## Passage provided
Patriotism fueled military enlistment after 9/11, remains strong 20 years later

Army Sgt. Maj. Michael Carter clearly remembers the horrific scenes of the flame-filled Twin Towers imploding against the New York City skyline.

A doctor’s appointment that morning made him late for school and as he walked the hall toward his classroom, every teacher at Rancho Vista High School in Temecula had a TV on showing images of the airplanes hitting the buildings of the World Trade Center.

“I felt enraged, disconnected and I wanted to do something,” Carter said. “I saw the country in turmoil and I wanted to serve.”

Just hours later, during a birthday party for a younger cousin, he informed family members that he would enlist. His grandfather had served in the Marine Corps and he felt it was his duty as the eldest in his family to follow in those footsteps.

“I knew that was my way of fighting terrorism,” he said.

Then a high school junior, he enlisted in the Army’s delayed entry program and shipped off to basic training on July 22, 2003. He first served in the 82nd Airbourne out of Ft. Bragg, N.C., and now is an Army operations sergeant major for the Southern California Army Recruiting Battalion.

## Work to complete
Answer these questions using the article on enlistment after 9/11:
1. Which high school was Carter attending on the morning of the attacks?
2. Which family member of Carter's had served in the Marine Corps?
3. On what date did Carter ship off to basic training?

(Records excerpted from a collection)
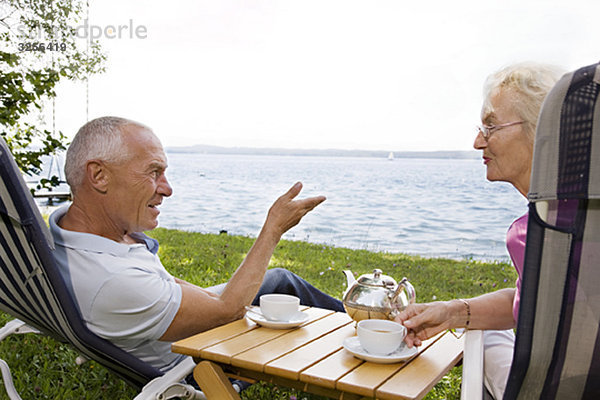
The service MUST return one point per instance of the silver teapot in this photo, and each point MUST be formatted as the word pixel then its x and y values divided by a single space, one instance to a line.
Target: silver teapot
pixel 376 296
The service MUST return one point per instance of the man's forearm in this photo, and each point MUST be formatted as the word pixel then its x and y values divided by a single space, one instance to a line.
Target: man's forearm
pixel 245 282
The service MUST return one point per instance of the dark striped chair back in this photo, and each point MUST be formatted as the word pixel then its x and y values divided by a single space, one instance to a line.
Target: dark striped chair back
pixel 31 288
pixel 557 351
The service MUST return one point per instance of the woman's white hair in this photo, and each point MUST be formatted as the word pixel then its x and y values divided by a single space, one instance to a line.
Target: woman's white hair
pixel 99 139
pixel 529 82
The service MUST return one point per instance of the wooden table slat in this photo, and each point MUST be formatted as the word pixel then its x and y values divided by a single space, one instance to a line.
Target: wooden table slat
pixel 257 357
pixel 329 370
pixel 290 365
pixel 415 381
pixel 225 350
pixel 194 344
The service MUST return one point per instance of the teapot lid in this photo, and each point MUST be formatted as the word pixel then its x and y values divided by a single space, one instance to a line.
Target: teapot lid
pixel 377 279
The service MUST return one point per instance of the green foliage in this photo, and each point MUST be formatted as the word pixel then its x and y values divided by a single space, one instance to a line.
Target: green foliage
pixel 45 369
pixel 28 77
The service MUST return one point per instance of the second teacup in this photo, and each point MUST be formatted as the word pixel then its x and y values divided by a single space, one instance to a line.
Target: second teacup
pixel 279 307
pixel 379 336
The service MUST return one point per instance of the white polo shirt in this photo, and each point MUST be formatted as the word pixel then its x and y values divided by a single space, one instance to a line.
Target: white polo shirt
pixel 124 293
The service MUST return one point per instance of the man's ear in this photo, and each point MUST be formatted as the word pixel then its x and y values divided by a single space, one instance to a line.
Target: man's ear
pixel 98 175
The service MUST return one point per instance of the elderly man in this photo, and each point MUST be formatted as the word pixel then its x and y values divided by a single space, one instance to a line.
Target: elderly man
pixel 116 170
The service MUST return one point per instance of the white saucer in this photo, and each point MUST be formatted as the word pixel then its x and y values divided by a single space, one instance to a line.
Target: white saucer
pixel 298 319
pixel 402 353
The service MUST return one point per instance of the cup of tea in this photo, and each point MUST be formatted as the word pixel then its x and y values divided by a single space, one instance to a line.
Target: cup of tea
pixel 379 336
pixel 279 307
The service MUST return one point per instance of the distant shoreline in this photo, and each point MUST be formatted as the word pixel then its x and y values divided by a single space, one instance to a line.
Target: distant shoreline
pixel 205 149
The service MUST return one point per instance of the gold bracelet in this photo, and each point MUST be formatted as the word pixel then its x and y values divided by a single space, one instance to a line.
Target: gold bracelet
pixel 466 303
pixel 468 307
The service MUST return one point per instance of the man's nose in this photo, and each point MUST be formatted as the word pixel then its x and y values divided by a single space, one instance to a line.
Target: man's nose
pixel 480 142
pixel 164 188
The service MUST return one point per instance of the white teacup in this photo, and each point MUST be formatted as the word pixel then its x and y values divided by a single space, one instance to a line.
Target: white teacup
pixel 379 336
pixel 279 307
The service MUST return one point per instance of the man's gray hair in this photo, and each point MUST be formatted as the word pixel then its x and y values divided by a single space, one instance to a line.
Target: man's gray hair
pixel 530 82
pixel 99 139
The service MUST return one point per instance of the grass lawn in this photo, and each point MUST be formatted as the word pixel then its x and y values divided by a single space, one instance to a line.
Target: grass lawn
pixel 45 369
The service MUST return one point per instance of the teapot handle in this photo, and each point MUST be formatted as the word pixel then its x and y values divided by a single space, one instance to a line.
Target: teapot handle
pixel 411 295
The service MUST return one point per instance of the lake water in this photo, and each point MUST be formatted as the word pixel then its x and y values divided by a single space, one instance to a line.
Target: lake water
pixel 429 207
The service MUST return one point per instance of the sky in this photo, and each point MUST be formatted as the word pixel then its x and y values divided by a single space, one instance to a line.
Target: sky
pixel 316 74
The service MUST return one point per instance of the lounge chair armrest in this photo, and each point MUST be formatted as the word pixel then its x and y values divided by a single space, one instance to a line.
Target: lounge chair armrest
pixel 15 326
pixel 472 378
pixel 170 382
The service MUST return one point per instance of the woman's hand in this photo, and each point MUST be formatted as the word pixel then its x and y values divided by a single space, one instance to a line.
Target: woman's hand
pixel 424 321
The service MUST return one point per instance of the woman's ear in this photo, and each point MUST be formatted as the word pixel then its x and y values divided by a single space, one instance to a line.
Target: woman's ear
pixel 97 175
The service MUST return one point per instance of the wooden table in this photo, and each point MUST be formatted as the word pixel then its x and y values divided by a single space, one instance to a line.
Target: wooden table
pixel 311 358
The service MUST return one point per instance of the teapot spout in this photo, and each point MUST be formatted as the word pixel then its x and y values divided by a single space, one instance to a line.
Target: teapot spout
pixel 350 280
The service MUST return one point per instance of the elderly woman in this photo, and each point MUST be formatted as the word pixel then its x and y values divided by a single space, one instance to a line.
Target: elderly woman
pixel 513 98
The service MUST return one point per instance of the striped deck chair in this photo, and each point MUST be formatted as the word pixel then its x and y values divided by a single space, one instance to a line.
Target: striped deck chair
pixel 557 349
pixel 33 291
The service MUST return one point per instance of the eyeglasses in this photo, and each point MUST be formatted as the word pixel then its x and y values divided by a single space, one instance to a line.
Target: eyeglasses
pixel 487 130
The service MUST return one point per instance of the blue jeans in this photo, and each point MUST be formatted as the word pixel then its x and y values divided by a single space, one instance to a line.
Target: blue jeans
pixel 279 280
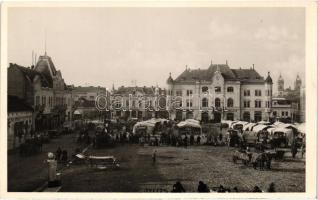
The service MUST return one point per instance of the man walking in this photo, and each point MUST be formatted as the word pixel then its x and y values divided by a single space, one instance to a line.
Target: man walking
pixel 154 157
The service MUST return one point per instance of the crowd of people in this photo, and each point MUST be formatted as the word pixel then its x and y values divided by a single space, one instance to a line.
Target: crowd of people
pixel 203 188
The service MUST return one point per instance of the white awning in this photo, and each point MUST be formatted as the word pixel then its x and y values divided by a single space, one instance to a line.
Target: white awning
pixel 77 112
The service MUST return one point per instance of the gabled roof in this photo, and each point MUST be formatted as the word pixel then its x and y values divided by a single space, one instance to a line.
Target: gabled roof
pixel 224 69
pixel 82 102
pixel 46 67
pixel 243 75
pixel 144 90
pixel 16 104
pixel 31 74
pixel 89 89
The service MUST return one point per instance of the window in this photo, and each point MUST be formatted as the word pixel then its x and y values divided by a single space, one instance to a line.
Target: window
pixel 230 116
pixel 230 89
pixel 37 100
pixel 258 93
pixel 218 89
pixel 179 93
pixel 246 92
pixel 189 103
pixel 246 116
pixel 189 92
pixel 230 102
pixel 217 102
pixel 246 104
pixel 43 100
pixel 258 116
pixel 258 104
pixel 205 89
pixel 205 103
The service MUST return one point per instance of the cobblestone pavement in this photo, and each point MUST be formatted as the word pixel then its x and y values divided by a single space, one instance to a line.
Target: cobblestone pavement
pixel 25 174
pixel 212 165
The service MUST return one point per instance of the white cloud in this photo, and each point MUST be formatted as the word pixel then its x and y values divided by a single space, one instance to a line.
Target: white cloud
pixel 218 29
pixel 288 69
pixel 274 33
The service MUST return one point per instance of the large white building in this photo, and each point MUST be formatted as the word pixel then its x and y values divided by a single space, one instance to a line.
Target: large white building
pixel 219 92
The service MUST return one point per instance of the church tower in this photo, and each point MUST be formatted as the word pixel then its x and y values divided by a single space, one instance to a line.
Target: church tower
pixel 280 85
pixel 297 83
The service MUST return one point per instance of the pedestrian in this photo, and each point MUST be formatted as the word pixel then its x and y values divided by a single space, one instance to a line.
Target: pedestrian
pixel 185 141
pixel 271 187
pixel 58 154
pixel 191 139
pixel 202 187
pixel 198 140
pixel 64 157
pixel 154 157
pixel 257 189
pixel 294 149
pixel 179 187
pixel 221 189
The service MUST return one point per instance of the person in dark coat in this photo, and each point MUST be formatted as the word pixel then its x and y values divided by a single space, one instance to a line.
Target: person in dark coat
pixel 191 139
pixel 257 189
pixel 178 187
pixel 202 187
pixel 294 149
pixel 185 141
pixel 64 157
pixel 198 140
pixel 58 153
pixel 271 188
pixel 221 189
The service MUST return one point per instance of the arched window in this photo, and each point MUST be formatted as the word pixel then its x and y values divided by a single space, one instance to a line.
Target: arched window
pixel 230 116
pixel 205 103
pixel 217 102
pixel 230 102
pixel 205 89
pixel 230 89
pixel 246 116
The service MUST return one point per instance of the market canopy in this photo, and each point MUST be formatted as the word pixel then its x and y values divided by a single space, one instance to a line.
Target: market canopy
pixel 248 126
pixel 301 128
pixel 238 123
pixel 189 123
pixel 77 112
pixel 264 123
pixel 260 127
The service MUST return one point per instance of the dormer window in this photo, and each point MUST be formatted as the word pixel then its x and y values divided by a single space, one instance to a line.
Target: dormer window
pixel 205 89
pixel 217 89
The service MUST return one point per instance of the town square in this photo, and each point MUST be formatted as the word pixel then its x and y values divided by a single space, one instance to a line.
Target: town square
pixel 164 100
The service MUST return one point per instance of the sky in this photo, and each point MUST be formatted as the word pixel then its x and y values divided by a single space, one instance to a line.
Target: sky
pixel 128 46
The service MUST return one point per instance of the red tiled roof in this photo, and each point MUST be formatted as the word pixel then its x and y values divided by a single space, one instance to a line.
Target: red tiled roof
pixel 244 75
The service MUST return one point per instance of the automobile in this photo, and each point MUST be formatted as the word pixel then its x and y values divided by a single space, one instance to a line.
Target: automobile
pixel 53 133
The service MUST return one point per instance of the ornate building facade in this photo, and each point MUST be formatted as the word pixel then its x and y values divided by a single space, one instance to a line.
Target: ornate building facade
pixel 43 88
pixel 293 97
pixel 138 102
pixel 220 92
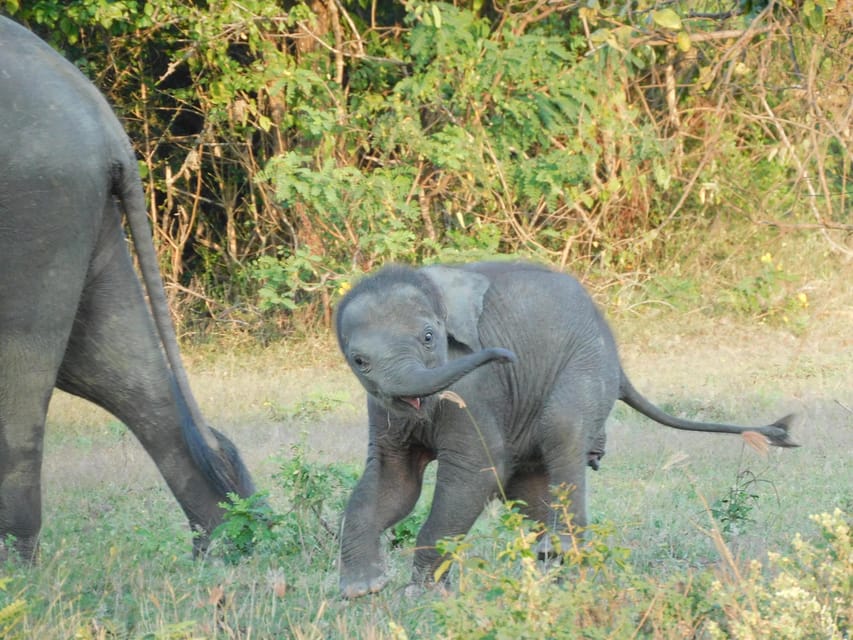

## Output below
1. Rancho Vista High School in Temecula.
2. His grandfather.
3. July 22, 2003.